[Begin Material provided]
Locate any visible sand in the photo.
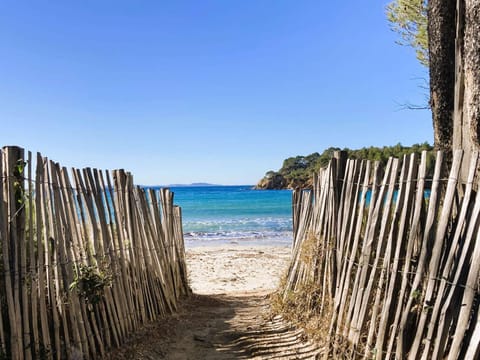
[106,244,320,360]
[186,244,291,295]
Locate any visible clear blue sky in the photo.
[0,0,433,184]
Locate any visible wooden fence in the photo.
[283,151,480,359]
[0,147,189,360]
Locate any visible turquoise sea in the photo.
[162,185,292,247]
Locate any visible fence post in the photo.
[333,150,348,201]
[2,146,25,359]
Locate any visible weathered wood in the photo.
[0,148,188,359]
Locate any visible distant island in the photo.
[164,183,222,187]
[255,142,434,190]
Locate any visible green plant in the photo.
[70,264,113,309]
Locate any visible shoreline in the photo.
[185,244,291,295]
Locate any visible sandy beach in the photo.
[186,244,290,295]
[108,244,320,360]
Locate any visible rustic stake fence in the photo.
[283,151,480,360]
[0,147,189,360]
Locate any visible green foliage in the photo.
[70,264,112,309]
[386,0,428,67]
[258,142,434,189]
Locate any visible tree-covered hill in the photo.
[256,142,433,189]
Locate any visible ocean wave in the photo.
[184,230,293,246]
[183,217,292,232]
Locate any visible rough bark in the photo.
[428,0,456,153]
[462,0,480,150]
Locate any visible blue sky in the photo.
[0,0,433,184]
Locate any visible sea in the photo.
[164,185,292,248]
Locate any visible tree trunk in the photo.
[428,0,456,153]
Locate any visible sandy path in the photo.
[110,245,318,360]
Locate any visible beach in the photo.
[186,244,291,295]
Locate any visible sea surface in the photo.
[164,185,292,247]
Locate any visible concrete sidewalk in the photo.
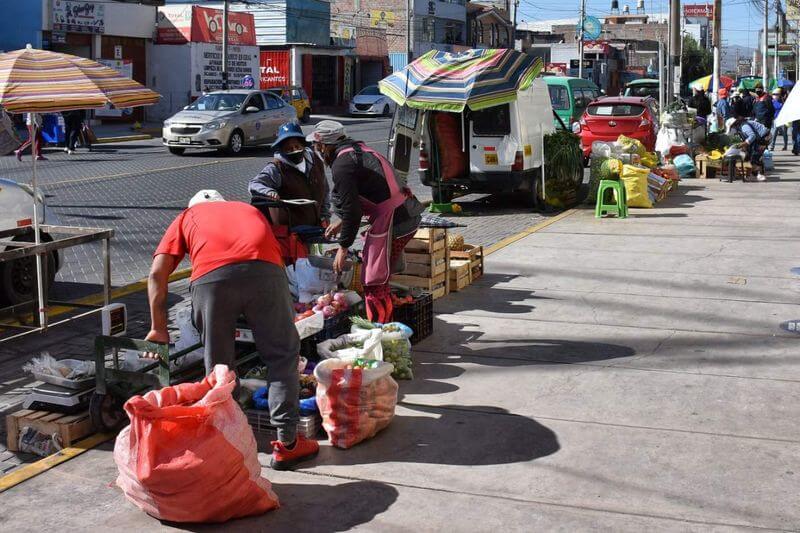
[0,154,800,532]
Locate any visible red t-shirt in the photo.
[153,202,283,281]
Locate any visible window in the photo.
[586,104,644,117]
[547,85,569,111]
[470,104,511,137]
[End Material provided]
[Begin Material provided]
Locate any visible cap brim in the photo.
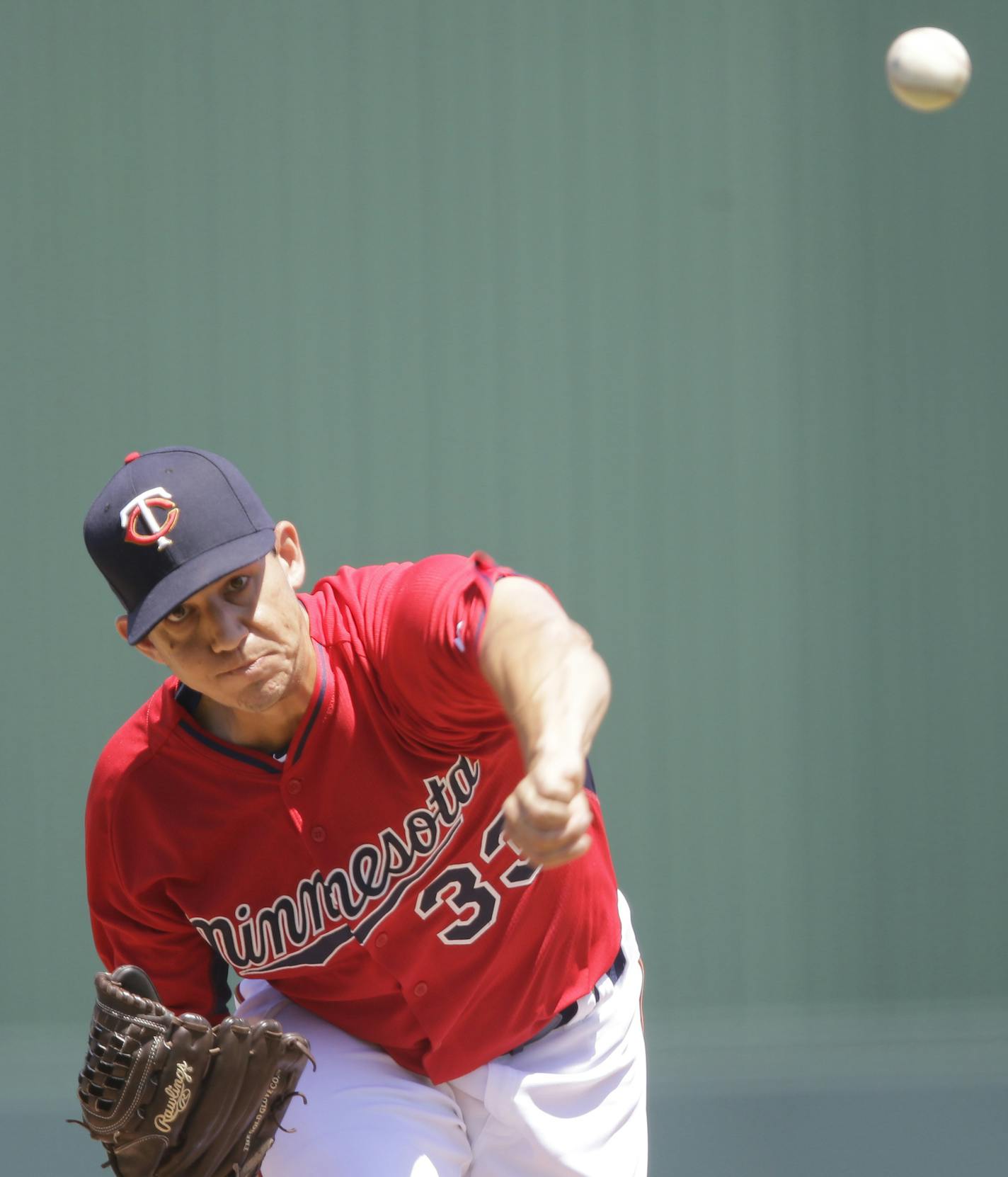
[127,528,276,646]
[End Material provided]
[Begin Material provided]
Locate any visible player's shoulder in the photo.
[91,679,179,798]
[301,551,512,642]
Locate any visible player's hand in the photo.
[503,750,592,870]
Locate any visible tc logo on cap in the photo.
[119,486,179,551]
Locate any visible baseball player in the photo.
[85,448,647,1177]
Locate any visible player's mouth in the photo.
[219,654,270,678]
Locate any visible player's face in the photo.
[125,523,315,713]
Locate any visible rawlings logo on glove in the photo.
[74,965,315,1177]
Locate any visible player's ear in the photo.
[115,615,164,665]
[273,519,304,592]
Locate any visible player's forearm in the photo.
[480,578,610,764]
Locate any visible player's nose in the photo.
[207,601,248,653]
[End Material provided]
• Objective: Can you present the items from the line with "Locate any visible rawlings" up to and including the line with "[207,601,248,653]" as a two-column CSV, one row per item, with the columns named text and answer? Put each item's text and its answer in one quoted field each, turning any line breaks into spaces.

• Answer to this exercise:
text,answer
"Locate any visible rawlings logo on glove in the photo.","[74,965,315,1177]"
"Locate any visible player's ear in the photo.","[115,615,164,665] [273,519,304,592]"
"Locate any visible player's forearm in the photo.","[480,578,610,764]"
"Locate any visible player's nose in the photo.","[207,601,248,653]"